Dataset rows
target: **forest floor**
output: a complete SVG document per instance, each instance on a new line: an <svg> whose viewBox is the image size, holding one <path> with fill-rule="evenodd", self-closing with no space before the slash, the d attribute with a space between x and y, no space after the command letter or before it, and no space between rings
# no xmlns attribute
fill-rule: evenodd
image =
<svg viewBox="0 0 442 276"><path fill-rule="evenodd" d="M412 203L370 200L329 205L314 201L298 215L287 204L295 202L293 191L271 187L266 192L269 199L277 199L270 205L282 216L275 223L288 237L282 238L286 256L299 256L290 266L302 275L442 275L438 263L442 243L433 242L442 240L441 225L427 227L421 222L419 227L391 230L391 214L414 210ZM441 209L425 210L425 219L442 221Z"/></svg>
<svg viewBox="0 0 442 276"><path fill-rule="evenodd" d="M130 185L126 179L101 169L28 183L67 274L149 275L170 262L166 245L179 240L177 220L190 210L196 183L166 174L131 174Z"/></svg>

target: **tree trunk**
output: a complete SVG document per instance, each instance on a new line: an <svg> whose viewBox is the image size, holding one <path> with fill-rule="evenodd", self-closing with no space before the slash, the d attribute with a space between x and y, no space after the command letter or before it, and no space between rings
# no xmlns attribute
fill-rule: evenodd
==
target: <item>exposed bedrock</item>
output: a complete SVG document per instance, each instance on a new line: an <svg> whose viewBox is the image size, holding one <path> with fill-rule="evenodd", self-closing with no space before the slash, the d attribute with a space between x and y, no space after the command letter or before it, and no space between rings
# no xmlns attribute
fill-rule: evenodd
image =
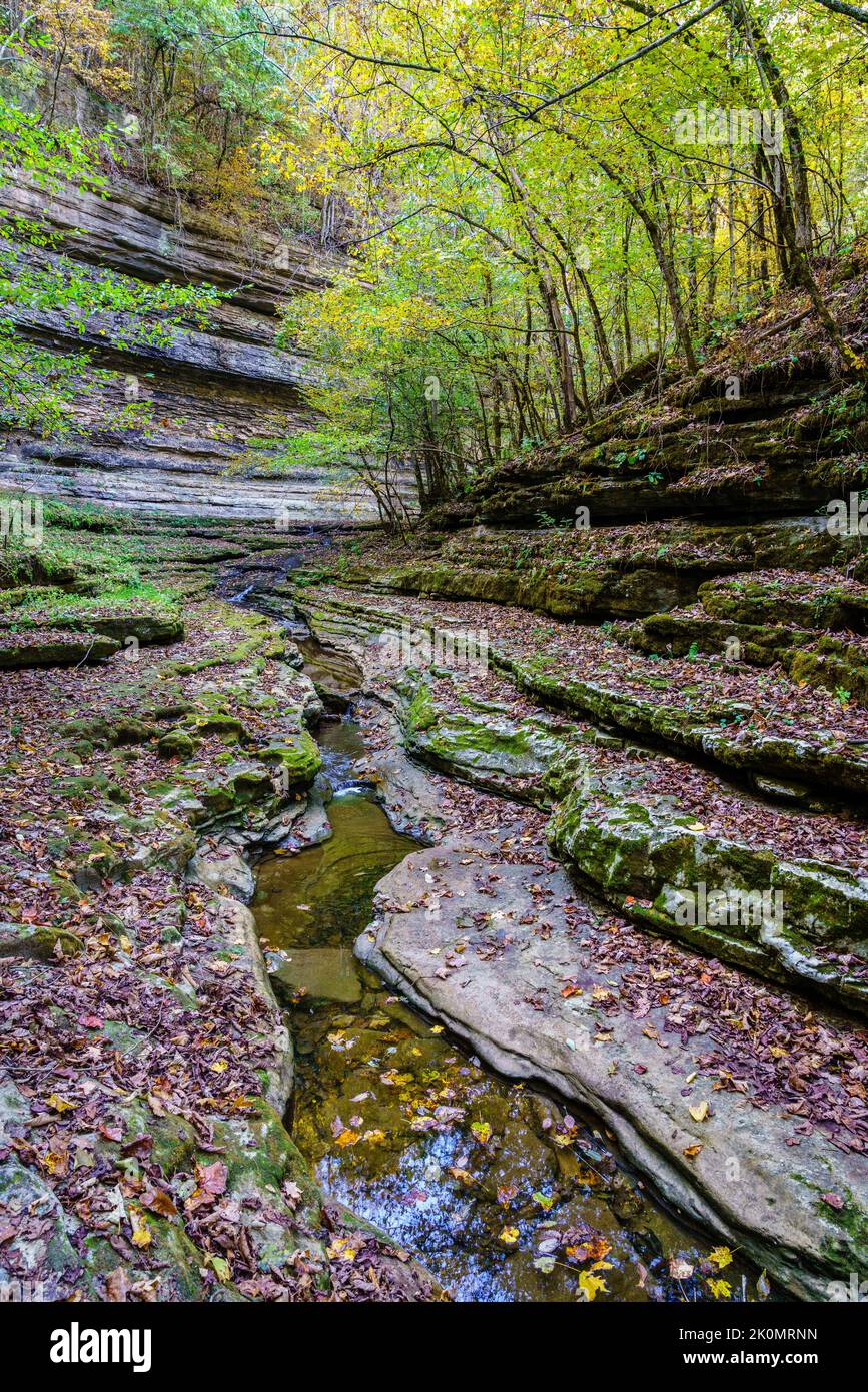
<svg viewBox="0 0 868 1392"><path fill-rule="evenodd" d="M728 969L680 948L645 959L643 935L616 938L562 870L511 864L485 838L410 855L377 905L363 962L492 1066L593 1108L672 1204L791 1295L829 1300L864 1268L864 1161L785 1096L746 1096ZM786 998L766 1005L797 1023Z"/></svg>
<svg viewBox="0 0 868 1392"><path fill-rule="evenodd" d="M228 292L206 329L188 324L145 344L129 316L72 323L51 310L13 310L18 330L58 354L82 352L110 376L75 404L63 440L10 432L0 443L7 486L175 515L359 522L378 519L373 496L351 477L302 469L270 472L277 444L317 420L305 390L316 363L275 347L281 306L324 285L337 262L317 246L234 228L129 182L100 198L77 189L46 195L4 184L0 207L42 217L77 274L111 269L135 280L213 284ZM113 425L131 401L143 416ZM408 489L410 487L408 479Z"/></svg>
---
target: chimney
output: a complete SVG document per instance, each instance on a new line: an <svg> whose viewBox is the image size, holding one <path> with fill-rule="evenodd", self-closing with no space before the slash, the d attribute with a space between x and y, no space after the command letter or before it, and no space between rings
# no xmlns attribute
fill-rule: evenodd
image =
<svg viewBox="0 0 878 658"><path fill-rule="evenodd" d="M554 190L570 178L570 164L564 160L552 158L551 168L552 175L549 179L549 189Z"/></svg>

* _What is needed_:
Could you update the stretch from the line containing "target: chimney" through the line containing "190L570 178L570 164L564" so that "chimney" is replaced with "smokestack" and everything else stays unchanged? Return only those lines.

* _Solution to the exercise_:
target: smokestack
output: a complete SVG document per instance, each instance on a new line: an <svg> whose viewBox is the image size, holding one <path> with fill-rule="evenodd", self-closing with no space before the slash, the d attribute with a space between x and y, no space after the command letter or before it, and no space between rings
# no xmlns attribute
fill-rule: evenodd
image =
<svg viewBox="0 0 878 658"><path fill-rule="evenodd" d="M554 190L570 178L570 164L564 160L552 158L551 168L552 175L549 179L549 189Z"/></svg>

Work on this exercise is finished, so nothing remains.